**EXTRACTED TEXT:**
MTS files are AVCHD recordings from Sony or Panasonic camcorders, encapsulated in an MPEG-2 Transport Stream container with H.264 video and typically AC-3 or AAC audio. During this conversion, the video stream is completely discarded (-vn), and the audio stream is decoded from its original AC-3 or AAC encoding and then re-encoded into AMR-NB (Adaptive Multi-Rate Narrowband) using the libopencore_amrnb codec. AMR-NB operates at a fixed 8000 Hz sample rate with mono audio, so the stereo audio from your camcorder footage will be downmixed and resampled in the process. The result is a very small .amr file optimized for speech intelligibility rather than full-fidelity audio reproduction.

What Each Flag Does

Flag What it does
ffmpeg Invokes the FFmpeg tool. In the browser-based version of this tool, this runs via FFmpeg.wasm (WebAssembly) entirely client-side — no data is sent to a server. When running locally on your desktop, this calls your system-installed FFmpeg binary.
-i input.mts Specifies the input AVCHD file in MTS format, which is an MPEG-2 Transport Stream container typically holding H.264 video and AC-3 or AAC audio as recorded by Sony or Panasonic camcorders.
-vn Disables video output entirely, stripping the H.264 video stream from the MTS file so that only the audio is processed. This is what makes the tool an audio extractor rather than a video converter.
-c:a libopencore_amrnb Sets the audio encoder to libopencore_amrnb, which implements the AMR-NB (Adaptive Multi-Rate Narrowband) codec. This encoder automatically resamples the camcorder's audio to 8000 Hz mono to conform to the AMR-NB specification.
-b:a 12200 Sets the AMR-NB codec mode to 12200 bps, which is the highest-quality mode available in AMR-NB and corresponds to the 12.2 kbps codec rate used in GSM-EFR telephony. This produces the most intelligible speech output from the camcorder audio.
output.amr Defines the output filename with the .amr extension, which tells FFmpeg to write a raw single-channel AMR-NB bitstream file — the standard format for AMR audio compatible with mobile devices and telephony systems.

**EXERCISE SET:**
(a) Answer these from the FFmpeg conversion text:
(i) At what sample rate does AMR-NB operate?
(ii) What does the -vn flag disable?
(iii) What codec mode does -b:a 12200 set?
(b) Please list every entry in the "Flag" column of the table in the FFmpeg conversion text.
(c) Reproduce the stretch of the FFmpeg conversion text from "-c:a libopencore_amrnb Sets" through "and telephony systems.".

**DATASET EXCERPTS:**
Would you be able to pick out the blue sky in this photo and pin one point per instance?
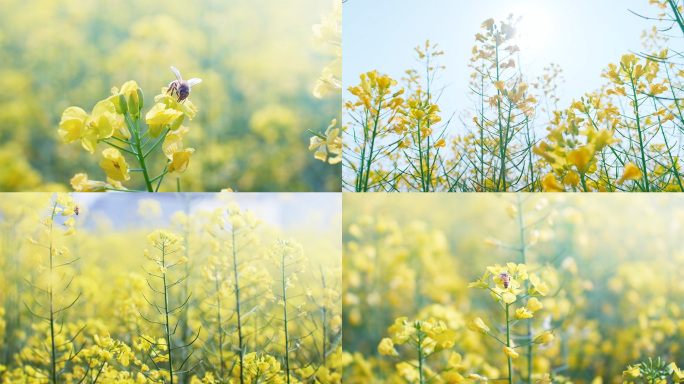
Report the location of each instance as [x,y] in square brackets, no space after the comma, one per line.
[582,36]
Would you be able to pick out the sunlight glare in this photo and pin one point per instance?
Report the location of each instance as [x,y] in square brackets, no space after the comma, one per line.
[535,29]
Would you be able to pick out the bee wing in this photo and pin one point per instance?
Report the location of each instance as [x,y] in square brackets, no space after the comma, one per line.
[194,81]
[176,72]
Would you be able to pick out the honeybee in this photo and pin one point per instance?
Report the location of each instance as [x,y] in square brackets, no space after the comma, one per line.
[505,279]
[180,86]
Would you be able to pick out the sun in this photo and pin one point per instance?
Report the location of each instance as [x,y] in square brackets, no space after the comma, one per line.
[534,28]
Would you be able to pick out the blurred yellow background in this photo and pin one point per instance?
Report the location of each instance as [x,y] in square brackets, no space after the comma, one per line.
[257,61]
[611,264]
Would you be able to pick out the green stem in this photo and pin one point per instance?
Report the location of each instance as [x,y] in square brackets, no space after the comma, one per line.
[287,337]
[641,140]
[420,358]
[239,316]
[53,362]
[220,330]
[508,344]
[523,251]
[134,128]
[166,314]
[370,155]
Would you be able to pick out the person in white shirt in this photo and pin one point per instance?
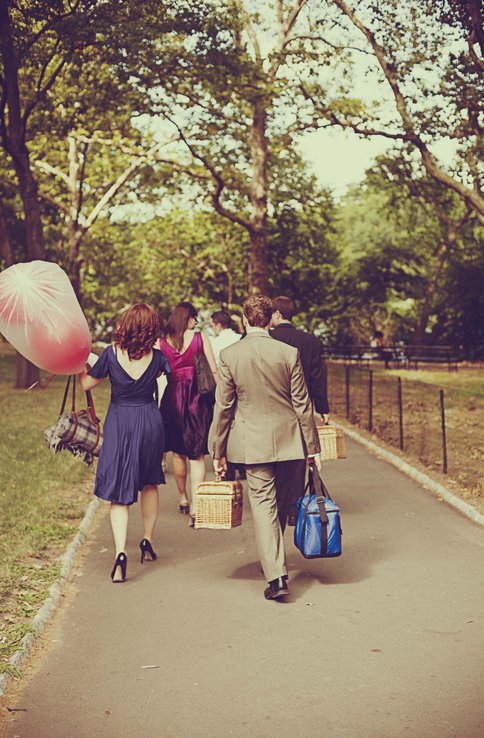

**EXPECTED RESPONSES:**
(a)
(i) 8000 Hz
(ii) Video output
(iii) 12200 bps

(b)
ffmpeg
-i input.mts
-vn
-c:a libopencore_amrnb
-b:a 12200
output.amr

(c)
-c:a libopencore_amrnb Sets the audio encoder to libopencore_amrnb, which implements the AMR-NB (Adaptive Multi-Rate Narrowband) codec. This encoder automatically resamples the camcorder's audio to 8000 Hz mono to conform to the AMR-NB specification.
-b:a 12200 Sets the AMR-NB codec mode to 12200 bps, which is the highest-quality mode available in AMR-NB and corresponds to the 12.2 kbps codec rate used in GSM-EFR telephony. This produces the most intelligible speech output from the camcorder audio.
output.amr Defines the output filename with the .amr extension, which tells FFmpeg to write a raw single-channel AMR-NB bitstream file — the standard format for AMR audio compatible with mobile devices and telephony systems.